Segmentation labeling entries:
——————
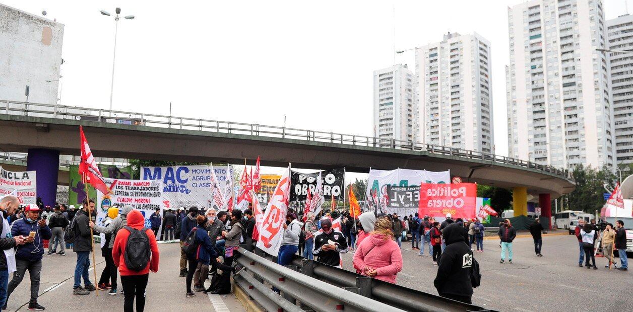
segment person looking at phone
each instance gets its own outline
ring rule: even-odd
[[[341,268],[341,254],[348,252],[345,236],[332,228],[332,221],[329,219],[321,220],[321,230],[316,233],[312,249],[316,261]]]
[[[40,272],[42,271],[42,256],[44,251],[43,241],[50,239],[53,234],[45,219],[37,220],[41,210],[37,205],[30,204],[24,211],[24,217],[16,220],[11,227],[11,235],[24,236],[25,244],[18,246],[15,251],[16,270],[13,272],[13,279],[9,282],[6,303],[9,302],[11,293],[22,282],[28,270],[31,279],[31,298],[28,301],[28,309],[42,311],[44,308],[37,303],[37,296],[39,293]]]

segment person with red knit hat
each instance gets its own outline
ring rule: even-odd
[[[112,248],[112,258],[119,268],[121,275],[121,284],[123,284],[125,301],[123,311],[134,311],[134,297],[136,297],[136,311],[142,312],[145,308],[145,288],[147,285],[149,271],[156,273],[158,271],[158,245],[156,236],[151,229],[144,227],[145,219],[139,210],[132,210],[127,214],[127,226],[121,229],[116,233],[114,246]],[[125,231],[123,231],[125,230]],[[134,230],[144,230],[151,251],[147,264],[140,270],[128,268],[125,261],[125,247],[128,237]],[[132,235],[133,236],[135,235]],[[129,260],[129,259],[128,259]]]

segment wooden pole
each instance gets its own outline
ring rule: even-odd
[[[88,208],[88,222],[89,222],[92,220],[92,214],[90,209],[90,193],[88,193],[88,183],[84,183],[84,185],[85,186],[85,198],[86,198],[85,202],[86,205],[87,205],[86,208]],[[96,206],[96,203],[95,203],[95,206]],[[96,219],[95,219],[95,221],[96,220],[97,220]],[[98,286],[99,281],[97,280],[97,262],[94,258],[94,237],[93,236],[94,234],[92,233],[92,227],[90,227],[90,243],[92,247],[92,271],[94,273],[94,284],[96,286]],[[96,286],[95,287],[96,287]],[[98,297],[99,296],[98,288],[97,288],[97,289],[95,291],[95,292],[97,294],[97,296]]]

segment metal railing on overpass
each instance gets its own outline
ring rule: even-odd
[[[511,157],[433,145],[411,141],[375,138],[356,135],[346,135],[296,129],[276,126],[220,121],[200,118],[188,118],[154,114],[142,114],[122,111],[109,111],[77,106],[28,103],[0,100],[0,112],[6,114],[59,118],[63,119],[87,120],[102,123],[140,125],[151,127],[204,131],[218,133],[246,135],[269,138],[280,138],[345,144],[358,147],[387,148],[397,150],[424,151],[432,154],[456,156],[468,159],[491,161],[497,164],[513,165],[550,172],[565,179],[571,179],[570,172],[546,165]]]
[[[282,267],[271,256],[256,249],[237,251],[236,259],[246,270],[235,283],[266,311],[335,310],[359,311],[491,311],[431,294],[360,275],[294,256],[292,265]],[[280,293],[275,292],[275,287]]]

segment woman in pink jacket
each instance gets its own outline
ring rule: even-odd
[[[396,284],[396,275],[402,270],[402,253],[393,237],[391,221],[376,220],[373,231],[354,254],[354,268],[363,275]]]

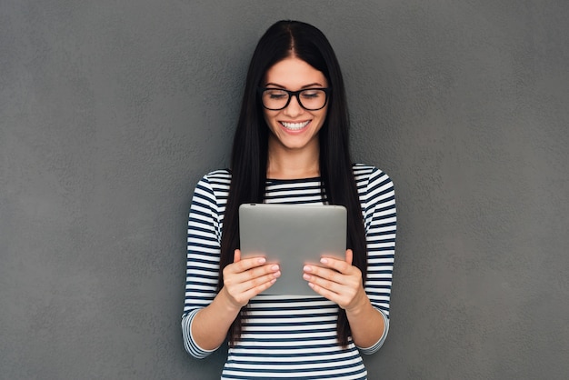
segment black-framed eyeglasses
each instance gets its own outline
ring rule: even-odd
[[[308,111],[318,111],[328,102],[331,88],[304,88],[288,91],[283,88],[259,88],[263,106],[271,111],[280,111],[288,106],[291,97],[295,96],[301,107]]]

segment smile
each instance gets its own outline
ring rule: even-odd
[[[305,121],[305,122],[302,122],[302,123],[286,123],[286,122],[281,122],[281,125],[291,131],[300,131],[301,129],[303,129],[304,126],[308,125],[308,123],[310,123],[310,120]]]

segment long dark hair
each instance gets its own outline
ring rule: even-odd
[[[261,37],[253,54],[245,83],[241,113],[234,138],[232,179],[225,206],[221,239],[218,290],[224,285],[223,270],[233,263],[239,247],[239,205],[261,203],[265,197],[269,130],[257,95],[267,70],[284,58],[295,56],[322,72],[332,88],[325,121],[320,129],[320,176],[325,198],[331,205],[348,210],[347,248],[354,251],[353,265],[367,272],[365,233],[357,187],[349,152],[348,112],[340,65],[330,43],[313,25],[298,21],[279,21]],[[229,329],[231,345],[239,340],[244,307]],[[345,311],[340,309],[337,336],[341,345],[348,344],[350,325]]]

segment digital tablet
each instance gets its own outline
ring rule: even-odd
[[[315,295],[303,267],[319,265],[323,255],[345,260],[346,219],[341,205],[241,205],[242,257],[265,256],[281,266],[281,276],[263,294]]]

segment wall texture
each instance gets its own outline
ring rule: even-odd
[[[396,185],[370,379],[566,378],[565,0],[2,0],[0,378],[219,376],[181,341],[186,213],[282,18],[328,35]]]

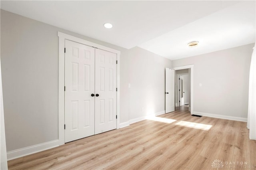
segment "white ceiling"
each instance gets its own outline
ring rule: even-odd
[[[1,8],[171,59],[255,42],[255,1],[1,0]]]

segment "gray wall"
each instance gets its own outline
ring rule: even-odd
[[[172,61],[172,67],[194,64],[194,111],[247,118],[253,45]]]
[[[1,10],[8,151],[58,138],[58,31],[121,51],[120,123],[143,116],[148,108],[153,113],[164,110],[164,68],[171,67],[170,60],[138,47],[128,50]]]

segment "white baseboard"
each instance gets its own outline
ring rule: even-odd
[[[129,124],[132,124],[132,123],[136,123],[136,122],[138,122],[140,121],[144,121],[144,120],[146,120],[147,117],[148,116],[157,116],[161,115],[164,114],[164,113],[165,113],[165,111],[163,111],[159,112],[156,113],[153,113],[152,114],[148,115],[147,116],[145,116],[142,117],[140,117],[138,118],[131,119],[130,121],[129,121]]]
[[[207,117],[214,117],[214,118],[223,119],[224,119],[231,120],[232,121],[240,121],[241,122],[247,122],[247,118],[243,117],[235,117],[234,116],[226,116],[224,115],[216,115],[212,113],[207,113],[202,112],[194,112],[194,115]]]
[[[122,128],[124,127],[128,127],[128,126],[130,126],[129,121],[121,123],[119,124],[119,127],[120,128]]]
[[[54,140],[7,152],[7,160],[20,158],[59,146],[59,140]]]

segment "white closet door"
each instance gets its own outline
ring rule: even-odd
[[[116,54],[95,49],[95,134],[116,128]]]
[[[94,134],[94,48],[65,41],[65,142]]]

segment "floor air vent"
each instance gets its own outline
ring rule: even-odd
[[[191,116],[196,116],[196,117],[202,117],[202,116],[200,116],[200,115],[192,115]]]

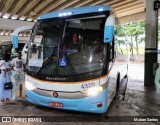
——————
__GIVEN INSTRUCTION__
Report each line of the data above that contains the word "wall". Matches are case-sensitive.

__TASK ANSWER__
segment wall texture
segment "gray wall"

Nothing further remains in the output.